Supplied information:
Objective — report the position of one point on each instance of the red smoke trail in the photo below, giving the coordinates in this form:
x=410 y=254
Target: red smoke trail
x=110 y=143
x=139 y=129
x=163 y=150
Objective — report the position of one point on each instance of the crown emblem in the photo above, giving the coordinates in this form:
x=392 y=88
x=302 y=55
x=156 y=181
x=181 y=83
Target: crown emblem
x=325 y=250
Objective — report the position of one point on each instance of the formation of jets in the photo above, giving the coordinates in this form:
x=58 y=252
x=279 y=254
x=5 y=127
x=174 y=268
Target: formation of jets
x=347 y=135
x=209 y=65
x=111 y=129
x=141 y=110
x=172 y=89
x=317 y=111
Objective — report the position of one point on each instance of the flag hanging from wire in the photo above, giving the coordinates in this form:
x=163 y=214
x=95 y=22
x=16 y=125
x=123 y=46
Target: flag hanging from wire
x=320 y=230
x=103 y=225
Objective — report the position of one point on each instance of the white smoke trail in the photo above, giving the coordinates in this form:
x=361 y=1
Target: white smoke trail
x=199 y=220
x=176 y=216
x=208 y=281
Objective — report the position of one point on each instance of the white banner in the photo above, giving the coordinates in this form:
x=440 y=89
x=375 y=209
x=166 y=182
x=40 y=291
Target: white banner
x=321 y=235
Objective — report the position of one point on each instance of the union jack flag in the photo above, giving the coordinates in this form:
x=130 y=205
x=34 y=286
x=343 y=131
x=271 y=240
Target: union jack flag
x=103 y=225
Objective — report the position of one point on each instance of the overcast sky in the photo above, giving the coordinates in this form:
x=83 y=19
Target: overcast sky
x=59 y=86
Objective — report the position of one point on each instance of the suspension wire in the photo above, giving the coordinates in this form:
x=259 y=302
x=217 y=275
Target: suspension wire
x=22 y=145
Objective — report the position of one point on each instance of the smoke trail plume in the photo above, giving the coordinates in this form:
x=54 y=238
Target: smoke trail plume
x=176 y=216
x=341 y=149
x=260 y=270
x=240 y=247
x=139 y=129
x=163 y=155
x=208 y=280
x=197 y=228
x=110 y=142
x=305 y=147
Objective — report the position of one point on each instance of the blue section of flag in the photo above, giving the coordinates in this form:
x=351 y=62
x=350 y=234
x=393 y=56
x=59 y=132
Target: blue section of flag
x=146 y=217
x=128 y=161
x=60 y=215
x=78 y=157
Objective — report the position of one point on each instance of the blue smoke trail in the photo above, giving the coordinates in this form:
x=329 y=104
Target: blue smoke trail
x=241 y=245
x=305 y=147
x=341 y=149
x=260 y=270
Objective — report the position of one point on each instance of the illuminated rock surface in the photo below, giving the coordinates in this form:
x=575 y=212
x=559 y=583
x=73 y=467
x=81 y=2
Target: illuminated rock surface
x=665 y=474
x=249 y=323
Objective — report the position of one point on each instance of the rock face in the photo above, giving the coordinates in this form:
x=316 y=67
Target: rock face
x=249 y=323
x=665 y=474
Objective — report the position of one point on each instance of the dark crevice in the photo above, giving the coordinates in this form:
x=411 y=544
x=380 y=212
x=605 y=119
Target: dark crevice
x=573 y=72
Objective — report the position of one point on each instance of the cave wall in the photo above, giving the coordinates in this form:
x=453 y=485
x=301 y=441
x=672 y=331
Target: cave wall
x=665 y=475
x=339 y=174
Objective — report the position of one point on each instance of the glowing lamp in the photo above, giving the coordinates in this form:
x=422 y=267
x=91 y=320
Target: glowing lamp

Exercise brief:
The full listing must come back exactly as given.

Written solution:
Objective — report the position of one point on each instance of the red smoke trail in the photo below, giving the coordinates in this form:
x=410 y=254
Target: red smoke trail
x=110 y=143
x=139 y=129
x=163 y=150
Objective — report the position of one point on each instance of the crown emblem in the photo above, giving the coordinates in this form:
x=392 y=88
x=302 y=55
x=156 y=181
x=181 y=83
Target: crown emblem
x=325 y=250
Objective — report the position of one point on each instance of the formation of jets in the photo above, giving the coordinates in this form:
x=58 y=252
x=279 y=254
x=5 y=127
x=174 y=268
Target: formation of jets
x=347 y=135
x=209 y=65
x=111 y=129
x=141 y=110
x=172 y=89
x=317 y=111
Objective — report the position of one point on each instance of the flag hanging from wire in the photo above, giving the coordinates in this form:
x=163 y=214
x=95 y=22
x=16 y=125
x=123 y=46
Target: flag hanging from wire
x=320 y=230
x=103 y=225
Objective — report the position of one point on each instance of the white smoke trail in the photo above, giving the coordinates in this form:
x=361 y=1
Target: white smoke trail
x=199 y=220
x=176 y=216
x=208 y=281
Objective — report the position of one point on each instance of the white banner in the photo above, giving the coordinates in this form:
x=440 y=89
x=375 y=209
x=166 y=182
x=40 y=291
Target: white banner
x=321 y=235
Objective — report the position of one point on each instance of the union jack flag in the photo above, giving the coordinates in this form:
x=130 y=205
x=34 y=286
x=343 y=131
x=271 y=240
Target: union jack flag
x=103 y=225
Objective — report the position of one point on each instance of the overcast sky in the photo above, giving the coordinates in this form:
x=83 y=19
Target: overcast sky
x=59 y=86
Objective — report the position of one point on each instance of the suspension wire in the photo above, giving the coordinates in this form:
x=259 y=302
x=217 y=275
Target: suspension wire
x=22 y=145
Objective — report the position of one point on each instance of the smoke trail plume in the photo above, giving the coordinates in this form:
x=54 y=238
Target: smoke trail plume
x=176 y=216
x=341 y=149
x=260 y=270
x=240 y=247
x=139 y=129
x=163 y=155
x=208 y=280
x=197 y=228
x=110 y=142
x=305 y=147
Objective — report the position of one point on each instance of the blue section of flag in the photo above, giving the coordinates in this form:
x=351 y=62
x=350 y=234
x=393 y=56
x=59 y=132
Target: blue section of flag
x=146 y=217
x=128 y=161
x=60 y=215
x=78 y=157
Objective — report the position of one point on each instance of the blue smoke trail in the photo above, giving the coordinates in this form:
x=329 y=104
Target: blue smoke trail
x=241 y=245
x=305 y=147
x=341 y=149
x=260 y=270
Objective — report the position of one point on each instance of the illuminated rock surface in the photo below, giving the coordinates in this form:
x=575 y=212
x=559 y=583
x=73 y=467
x=81 y=2
Target: illuminated rock surface
x=665 y=474
x=249 y=323
Objective — report the position of one point on each instance of the rock face in the photo above, giving the coordinates in this form:
x=316 y=67
Target: rock face
x=249 y=323
x=665 y=474
Objective — report the position of one point on each instance of the dark crevice in the photo above, giving the coordinates in this form:
x=411 y=544
x=380 y=212
x=605 y=119
Target: dark crevice
x=573 y=72
Objective — report the position of one point on each instance of the cave wall in the photo above, giving the coordinates in this form:
x=453 y=485
x=301 y=441
x=672 y=331
Target: cave wall
x=665 y=475
x=339 y=174
Objective — report the position of one point on each instance of the glowing lamp in the photo above, giving the coordinates in this form:
x=422 y=267
x=91 y=320
Target: glowing lamp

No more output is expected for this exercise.